#### Excerpted records
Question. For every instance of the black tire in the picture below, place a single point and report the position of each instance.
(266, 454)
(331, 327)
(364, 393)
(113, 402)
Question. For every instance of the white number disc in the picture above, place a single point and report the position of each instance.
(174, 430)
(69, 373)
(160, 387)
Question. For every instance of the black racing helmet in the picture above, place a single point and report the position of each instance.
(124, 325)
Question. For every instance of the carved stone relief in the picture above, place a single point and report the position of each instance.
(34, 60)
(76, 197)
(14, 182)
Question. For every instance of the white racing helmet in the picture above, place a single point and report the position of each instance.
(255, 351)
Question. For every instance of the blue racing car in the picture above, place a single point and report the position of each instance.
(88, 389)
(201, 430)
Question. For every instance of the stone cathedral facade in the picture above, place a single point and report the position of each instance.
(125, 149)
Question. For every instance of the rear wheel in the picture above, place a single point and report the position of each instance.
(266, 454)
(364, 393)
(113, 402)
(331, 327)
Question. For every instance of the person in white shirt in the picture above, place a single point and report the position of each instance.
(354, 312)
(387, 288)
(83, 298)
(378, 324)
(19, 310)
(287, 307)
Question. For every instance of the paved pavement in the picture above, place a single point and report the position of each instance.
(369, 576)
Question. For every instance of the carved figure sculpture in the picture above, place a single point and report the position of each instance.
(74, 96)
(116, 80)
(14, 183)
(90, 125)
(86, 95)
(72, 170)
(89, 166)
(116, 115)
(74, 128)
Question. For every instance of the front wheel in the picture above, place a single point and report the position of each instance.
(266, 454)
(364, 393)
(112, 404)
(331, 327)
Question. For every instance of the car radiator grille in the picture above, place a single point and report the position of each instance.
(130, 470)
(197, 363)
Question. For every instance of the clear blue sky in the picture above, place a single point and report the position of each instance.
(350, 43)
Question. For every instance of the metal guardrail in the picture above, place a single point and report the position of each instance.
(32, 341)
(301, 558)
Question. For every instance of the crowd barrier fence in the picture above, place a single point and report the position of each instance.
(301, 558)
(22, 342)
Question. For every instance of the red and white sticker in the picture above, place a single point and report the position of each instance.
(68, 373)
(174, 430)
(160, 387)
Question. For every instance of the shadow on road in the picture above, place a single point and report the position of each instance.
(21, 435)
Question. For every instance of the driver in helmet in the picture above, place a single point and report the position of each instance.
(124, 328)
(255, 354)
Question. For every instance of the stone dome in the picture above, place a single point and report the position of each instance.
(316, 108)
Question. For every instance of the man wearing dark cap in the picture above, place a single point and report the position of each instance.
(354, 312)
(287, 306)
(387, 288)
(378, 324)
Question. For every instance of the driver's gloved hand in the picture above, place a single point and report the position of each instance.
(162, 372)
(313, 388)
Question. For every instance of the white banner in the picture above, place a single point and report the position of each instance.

#### Problem description
The whole of the material above needs to be copied exactly.

#### Written answer
Question. For every instance of the black tire in the picture below, place a single point and report the position of each instance.
(266, 454)
(331, 327)
(364, 393)
(113, 402)
Question. For every instance of the white number disc in the picture above, place a single point and report the position of each instance.
(174, 430)
(69, 373)
(160, 387)
Question. For every instance of the black racing helmet in the picture above, place a single point and report the position of each instance.
(124, 325)
Question. For every instance of the carved stone relief in the picture above, place a single point and report the position of each instance.
(34, 60)
(76, 197)
(14, 182)
Question. For every instance of the white racing helmet in the picture above, place a single point and report the position of each instance.
(255, 351)
Question. For every instance of the blue racing car in the picture above, place a single point and report the position of each instance.
(88, 389)
(201, 430)
Question. For every instance of the stone cathedral facade in the picture above, place a single point and report the position of each instance.
(125, 149)
Question. For every instance of the rear wheel in the picture above, place a single point and report the position of each instance.
(266, 454)
(364, 393)
(113, 402)
(331, 327)
Question. For every instance of the person in white shirt in the picture above, place a single point and report the position of each instance.
(354, 312)
(387, 288)
(83, 298)
(378, 324)
(19, 310)
(287, 307)
Question. For every instance of the paved pavement in the picture above, place a single point and report the position of each instance.
(369, 576)
Question. For every instance of the carved figure sculpture in the picture above, place a single point and report the position of each instance.
(74, 96)
(116, 80)
(14, 183)
(90, 125)
(86, 95)
(72, 170)
(89, 166)
(116, 115)
(74, 128)
Question. For every instance of the front wheel in the picture above, place a single point and report the position of each instance.
(266, 454)
(364, 393)
(112, 404)
(331, 327)
Question. For every instance of the car radiator grille in the picture above, place a single point and report the position of each instance.
(130, 470)
(197, 363)
Question. For every instance of the clear blue sky in the picture above, place a single point and report the position of each instance.
(350, 43)
Question. For every instance of the metal guardrail in the picture above, place a single point and report the position of each instance.
(32, 341)
(301, 558)
Question. For every instance of the crowd barrier fence in the picture above, place a single point and report the position of each instance.
(301, 558)
(22, 342)
Question. For every instance of the red and white sticker in the picture above, place a single point and report the position of each instance.
(68, 373)
(174, 430)
(160, 387)
Question. For every instance of the shadow on road in the picture above, place a single point and report the position of each instance.
(21, 435)
Question. For every instance of the driver in helmet in the picture above, place a single point and report the position of each instance.
(124, 328)
(255, 354)
Question. For every instance of the stone dome in the picture above, place a single point and report the position of each instance.
(316, 108)
Question. For every instance of the man wearing dark cap in the picture above, place a single point and report the position of each instance.
(354, 312)
(287, 306)
(387, 288)
(378, 324)
Question. For every instance of the driver's gloved hand in the picture above, place a single point and report the position of each instance.
(162, 372)
(313, 388)
Question. For every instance of the white banner in the picture above, place a single point and report the position of each instance.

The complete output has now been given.